== Document ==
****************

Les changements économiques intervenus en Chine depuis 1978 ne sont rien d’autre qu’une véritable révolution industrielle qui ne se résume pas à la multiplication du PIB par quatre et du PIB par tête par trois en l’espace de deux décennies. La diaspora chinoise a joué un rôle important en jetant les bases d’une « Zone Economique Chinoise ». Les Chinois d’outre-mer, principalement par l’intermédiaire de Hong Kong, et dans une moindre mesure de Taiwan, ont apporté les capitaux, les contrats et ont également introduit de nouvelles idées en Chine. Ils ont aussi fourni des substituts aux institutions qui n’existaient pas en Chine et ont initialement joué un rôle important en tant qu’intermédiaires avec le monde extérieur, au moment où la Chine était isolée des bouleversements fondamentaux de la globalisation de l’économie. Hong Kong et Taiwan ont directement contribué à hauteur d’environ 65 % aux investissements directs étrangers (IDE) et 10 % supplémentaires sont venus du reste de la communauté des Chinois d’outre-mer. Ainsi, la diaspora chinoise dans son ensemble a joué un rôle dominant dans le succès de la Chine comme destination privilégiée des IDE parmi les pays en développement.

****************

== Données fournies ==

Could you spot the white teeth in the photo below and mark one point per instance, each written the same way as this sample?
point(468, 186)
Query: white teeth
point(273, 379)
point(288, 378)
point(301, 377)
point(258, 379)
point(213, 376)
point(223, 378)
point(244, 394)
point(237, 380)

****************

== Description de la tâche ==
Reproduisez mot pour mot l'intégralité du texte sur la diaspora chinoise et l'essor économique de la Chine.

== Tâche réalisée ==
Les changements économiques intervenus en Chine depuis 1978 ne sont rien d’autre qu’une véritable révolution industrielle qui ne se résume pas à la multiplication du PIB par quatre et du PIB par tête par trois en l’espace de deux décennies. La diaspora chinoise a joué un rôle important en jetant les bases d’une « Zone Economique Chinoise ». Les Chinois d’outre-mer, principalement par l’intermédiaire de Hong Kong, et dans une moindre mesure de Taiwan, ont apporté les capitaux, les contrats et ont également introduit de nouvelles idées en Chine. Ils ont aussi fourni des substituts aux institutions qui n’existaient pas en Chine et ont initialement joué un rôle important en tant qu’intermédiaires avec le monde extérieur, au moment où la Chine était isolée des bouleversements fondamentaux de la globalisation de l’économie. Hong Kong et Taiwan ont directement contribué à hauteur d’environ 65 % aux investissements directs étrangers (IDE) et 10 % supplémentaires sont venus du reste de la communauté des Chinois d’outre-mer. Ainsi, la diaspora chinoise dans son ensemble a joué un rôle dominant dans le succès de la Chine comme destination privilégiée des IDE parmi les pays en développement.